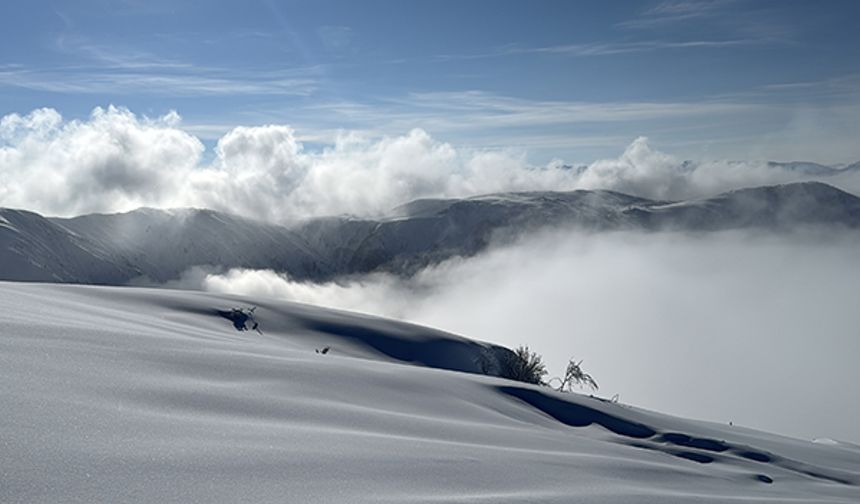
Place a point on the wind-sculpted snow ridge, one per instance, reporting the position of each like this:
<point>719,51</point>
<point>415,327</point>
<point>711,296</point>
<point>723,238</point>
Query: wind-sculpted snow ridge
<point>139,395</point>
<point>153,247</point>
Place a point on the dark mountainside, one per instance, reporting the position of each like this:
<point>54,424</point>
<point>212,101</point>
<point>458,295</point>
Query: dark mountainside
<point>156,246</point>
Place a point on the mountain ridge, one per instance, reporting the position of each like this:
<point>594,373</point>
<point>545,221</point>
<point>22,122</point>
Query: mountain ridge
<point>153,246</point>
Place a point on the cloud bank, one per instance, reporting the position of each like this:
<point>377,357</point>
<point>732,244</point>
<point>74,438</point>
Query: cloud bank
<point>760,331</point>
<point>117,161</point>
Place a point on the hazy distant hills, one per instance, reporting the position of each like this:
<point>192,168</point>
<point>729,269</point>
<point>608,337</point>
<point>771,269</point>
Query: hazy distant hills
<point>158,245</point>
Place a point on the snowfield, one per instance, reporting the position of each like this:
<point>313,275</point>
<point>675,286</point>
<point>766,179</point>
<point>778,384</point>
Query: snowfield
<point>138,395</point>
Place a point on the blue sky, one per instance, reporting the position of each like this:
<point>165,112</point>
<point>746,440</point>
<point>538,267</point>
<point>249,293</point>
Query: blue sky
<point>576,80</point>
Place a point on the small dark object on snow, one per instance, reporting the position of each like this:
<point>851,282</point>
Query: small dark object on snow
<point>241,318</point>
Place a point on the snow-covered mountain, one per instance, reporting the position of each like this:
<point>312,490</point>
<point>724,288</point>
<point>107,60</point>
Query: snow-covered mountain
<point>138,395</point>
<point>156,246</point>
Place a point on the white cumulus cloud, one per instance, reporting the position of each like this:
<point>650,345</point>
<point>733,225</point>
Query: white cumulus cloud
<point>115,160</point>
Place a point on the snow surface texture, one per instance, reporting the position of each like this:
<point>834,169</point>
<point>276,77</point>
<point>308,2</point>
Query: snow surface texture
<point>138,395</point>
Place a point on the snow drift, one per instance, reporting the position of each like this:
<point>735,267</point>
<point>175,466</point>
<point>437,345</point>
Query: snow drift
<point>137,395</point>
━━━━━━━━━━
> **YOUR GOAL**
Put every line of the listing above into a numbered list, skipping blank lines and leaving out the pictures.

> **RESULT FOR THIS EXERCISE**
1. Place a point on the wind-sculpted snow ridge, one per instance, reporting the position of each like this:
2. <point>719,51</point>
3. <point>415,327</point>
4. <point>711,296</point>
5. <point>723,238</point>
6. Query: wind-sculpted snow ridge
7. <point>139,395</point>
8. <point>153,247</point>
9. Place a point on the dark mountainside, one per instance, reporting the position of each like this:
10. <point>54,424</point>
11. <point>212,101</point>
12. <point>458,295</point>
13. Query: dark mountainside
14. <point>156,246</point>
15. Place a point on the mountain ridge, one per instance, reporting the position of each like this:
16. <point>594,373</point>
17. <point>545,221</point>
18. <point>22,122</point>
19. Query: mountain ridge
20. <point>153,246</point>
21. Place a point on the cloud bank, one per instance, reporting the position of each like this:
22. <point>377,357</point>
23. <point>732,244</point>
24. <point>74,438</point>
25. Query: cloud bank
26. <point>760,331</point>
27. <point>117,161</point>
28. Place a point on the hazy distant hills, one per instance, reporting the position of each like this:
29. <point>192,168</point>
30. <point>729,269</point>
31. <point>608,337</point>
32. <point>771,269</point>
33. Query: hazy distant hills
34. <point>158,245</point>
35. Place a point on the snowfield, one per instance, reporting the position of each like this:
36. <point>313,275</point>
37. <point>675,286</point>
38. <point>766,179</point>
39. <point>778,384</point>
40. Query: snowfield
41. <point>138,395</point>
42. Place a point on the blue sky, one per instance, reporting the position of each like this:
43. <point>165,112</point>
44. <point>746,440</point>
45. <point>538,267</point>
46. <point>249,293</point>
47. Query: blue sky
48. <point>576,80</point>
49. Place a point on the small dark object on snow, one per instance, reporting the position of each like this:
50. <point>851,282</point>
51. Query: small dark object on snow
52. <point>241,318</point>
53. Place a point on the snow-covered mountain, one per instance, reporting the position of each like this:
54. <point>312,490</point>
55. <point>724,288</point>
56. <point>107,60</point>
57. Query: snow-covered mountain
58. <point>138,395</point>
59. <point>156,246</point>
60. Place a point on the white cumulus cloud, one per instance, reporting the position of each like this:
61. <point>650,345</point>
62. <point>733,225</point>
63. Query: white cumulus cloud
64. <point>115,160</point>
65. Place a point on the snow surface texture, one per instance, reporting the position of each like this:
66. <point>834,169</point>
67. <point>276,77</point>
68. <point>308,2</point>
69. Query: snow surface texture
70. <point>138,395</point>
71. Place a point on the snow drift, one per instance, reporting the position of each like this:
72. <point>735,267</point>
73. <point>175,466</point>
74. <point>437,345</point>
75. Query: snow drift
76. <point>137,395</point>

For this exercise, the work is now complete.